___ Supplied material
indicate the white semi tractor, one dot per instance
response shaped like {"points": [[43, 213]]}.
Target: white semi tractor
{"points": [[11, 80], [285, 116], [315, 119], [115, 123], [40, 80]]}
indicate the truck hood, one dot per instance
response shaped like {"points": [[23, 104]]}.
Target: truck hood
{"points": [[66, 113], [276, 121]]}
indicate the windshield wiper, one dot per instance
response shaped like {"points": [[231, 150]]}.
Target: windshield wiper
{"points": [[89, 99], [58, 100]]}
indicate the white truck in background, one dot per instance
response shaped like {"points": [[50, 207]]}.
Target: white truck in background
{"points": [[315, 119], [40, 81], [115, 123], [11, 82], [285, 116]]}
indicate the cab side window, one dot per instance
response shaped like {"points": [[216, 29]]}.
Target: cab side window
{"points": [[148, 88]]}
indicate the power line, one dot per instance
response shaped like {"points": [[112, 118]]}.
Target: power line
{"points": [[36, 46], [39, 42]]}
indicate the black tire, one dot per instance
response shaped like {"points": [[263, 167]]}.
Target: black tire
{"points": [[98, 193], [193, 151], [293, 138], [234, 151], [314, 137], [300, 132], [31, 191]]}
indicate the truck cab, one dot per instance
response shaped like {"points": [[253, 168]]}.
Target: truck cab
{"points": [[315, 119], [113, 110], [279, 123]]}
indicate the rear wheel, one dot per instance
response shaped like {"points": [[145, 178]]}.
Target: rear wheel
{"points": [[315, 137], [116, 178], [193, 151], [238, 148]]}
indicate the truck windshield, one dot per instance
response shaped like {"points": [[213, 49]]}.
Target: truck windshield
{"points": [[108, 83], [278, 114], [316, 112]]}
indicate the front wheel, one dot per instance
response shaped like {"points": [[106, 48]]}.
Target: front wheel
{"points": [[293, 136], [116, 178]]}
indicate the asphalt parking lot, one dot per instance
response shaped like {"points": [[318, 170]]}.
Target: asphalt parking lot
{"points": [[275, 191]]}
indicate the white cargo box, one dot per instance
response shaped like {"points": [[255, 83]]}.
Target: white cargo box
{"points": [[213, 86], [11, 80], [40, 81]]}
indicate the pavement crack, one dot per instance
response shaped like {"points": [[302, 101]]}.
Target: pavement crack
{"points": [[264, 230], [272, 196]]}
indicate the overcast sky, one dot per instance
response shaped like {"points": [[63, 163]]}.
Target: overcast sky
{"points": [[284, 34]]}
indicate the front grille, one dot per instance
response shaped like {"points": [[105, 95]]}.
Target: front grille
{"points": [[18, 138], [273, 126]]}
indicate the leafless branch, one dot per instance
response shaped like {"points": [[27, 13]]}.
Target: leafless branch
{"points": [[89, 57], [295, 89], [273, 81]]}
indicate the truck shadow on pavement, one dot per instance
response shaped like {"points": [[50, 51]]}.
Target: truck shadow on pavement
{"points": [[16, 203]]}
______
___ Supplied material
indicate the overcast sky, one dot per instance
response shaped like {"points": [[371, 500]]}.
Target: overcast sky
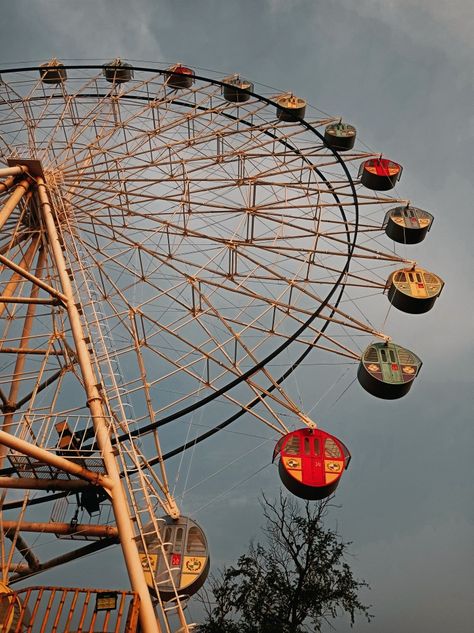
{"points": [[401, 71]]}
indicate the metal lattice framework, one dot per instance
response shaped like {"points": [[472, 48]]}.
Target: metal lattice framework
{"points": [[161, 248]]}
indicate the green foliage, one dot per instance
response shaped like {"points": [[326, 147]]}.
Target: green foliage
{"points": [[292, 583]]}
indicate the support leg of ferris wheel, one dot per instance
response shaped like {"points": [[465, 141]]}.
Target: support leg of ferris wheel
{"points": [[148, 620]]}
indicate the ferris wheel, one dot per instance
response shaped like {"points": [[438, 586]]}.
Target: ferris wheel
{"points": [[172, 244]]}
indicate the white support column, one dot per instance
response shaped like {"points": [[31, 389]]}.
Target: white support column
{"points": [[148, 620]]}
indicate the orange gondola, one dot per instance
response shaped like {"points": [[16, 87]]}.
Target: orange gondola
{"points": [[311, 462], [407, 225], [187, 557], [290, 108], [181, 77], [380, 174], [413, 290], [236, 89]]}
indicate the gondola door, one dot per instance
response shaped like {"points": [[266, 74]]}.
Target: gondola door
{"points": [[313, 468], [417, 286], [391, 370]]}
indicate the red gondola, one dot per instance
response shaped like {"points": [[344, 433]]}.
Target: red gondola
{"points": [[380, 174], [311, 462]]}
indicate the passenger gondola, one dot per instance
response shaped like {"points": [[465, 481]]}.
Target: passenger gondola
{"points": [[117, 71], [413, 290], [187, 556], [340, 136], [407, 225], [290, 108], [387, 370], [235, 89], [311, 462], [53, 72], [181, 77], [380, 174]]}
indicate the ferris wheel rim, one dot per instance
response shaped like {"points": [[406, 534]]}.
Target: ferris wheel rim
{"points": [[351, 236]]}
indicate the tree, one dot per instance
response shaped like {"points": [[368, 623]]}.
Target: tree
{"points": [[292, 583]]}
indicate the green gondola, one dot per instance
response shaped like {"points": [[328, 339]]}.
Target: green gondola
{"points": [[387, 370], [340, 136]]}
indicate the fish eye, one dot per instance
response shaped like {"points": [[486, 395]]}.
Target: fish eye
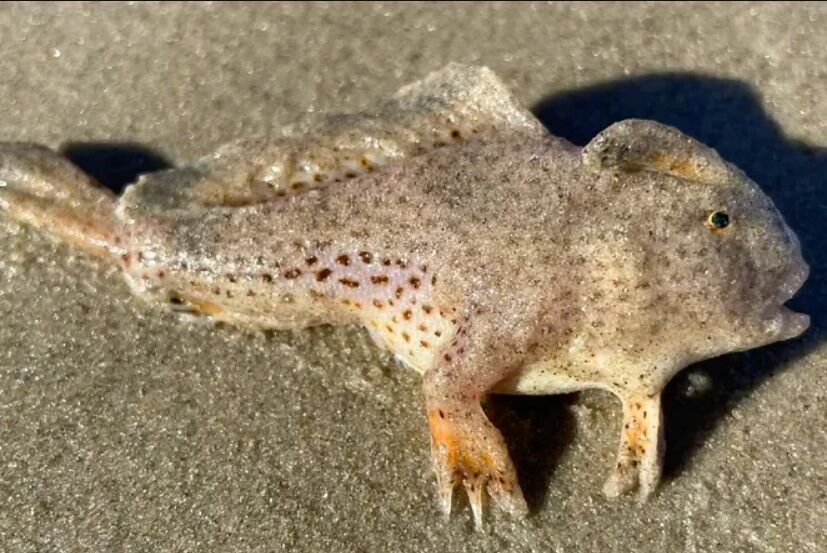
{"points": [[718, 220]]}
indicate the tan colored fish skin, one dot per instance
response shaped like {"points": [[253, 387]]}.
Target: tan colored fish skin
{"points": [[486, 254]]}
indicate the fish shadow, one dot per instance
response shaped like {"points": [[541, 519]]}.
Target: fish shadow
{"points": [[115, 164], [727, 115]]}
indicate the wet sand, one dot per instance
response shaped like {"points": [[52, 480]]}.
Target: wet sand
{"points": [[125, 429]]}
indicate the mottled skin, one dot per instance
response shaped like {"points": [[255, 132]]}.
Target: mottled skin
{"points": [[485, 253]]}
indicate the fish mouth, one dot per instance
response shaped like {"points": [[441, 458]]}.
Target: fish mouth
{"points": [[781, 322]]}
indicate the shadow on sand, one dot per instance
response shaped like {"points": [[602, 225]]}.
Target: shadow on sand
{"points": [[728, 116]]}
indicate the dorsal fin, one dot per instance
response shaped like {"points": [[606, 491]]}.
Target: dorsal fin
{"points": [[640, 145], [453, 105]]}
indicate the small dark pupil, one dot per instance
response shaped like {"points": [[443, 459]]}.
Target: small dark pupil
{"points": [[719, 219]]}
______
• Instructions for the task:
In the data above, find the line with "indicate the truck cab, one dot per instance" and the line with "indicate the white cargo". Retype both, plus every line between them, exactly.

• Response below:
indicate the truck cab, one dot per instance
response shaped like {"points": [[253, 168]]}.
Target: truck cab
{"points": [[315, 119], [113, 110], [279, 123]]}
indicate the rear wheel, one dot per instance
response shaped like {"points": [[145, 178]]}.
Target: rear wheel
{"points": [[315, 137], [116, 178], [193, 151], [238, 148]]}
indicate the truck windshield, one dot per instance
response shaped like {"points": [[213, 49]]}.
Target: truck windshield
{"points": [[108, 83], [278, 114], [316, 112]]}
indicate the front wheel, one dot per instance
response shaped like {"points": [[106, 48]]}.
Target: front wheel
{"points": [[293, 136], [116, 178]]}
indicate the asphalt parking lot, one dot per instance
response shaped like {"points": [[318, 170]]}.
Target: asphalt parking lot
{"points": [[275, 191]]}
indicate the white cargo box, one dot per instance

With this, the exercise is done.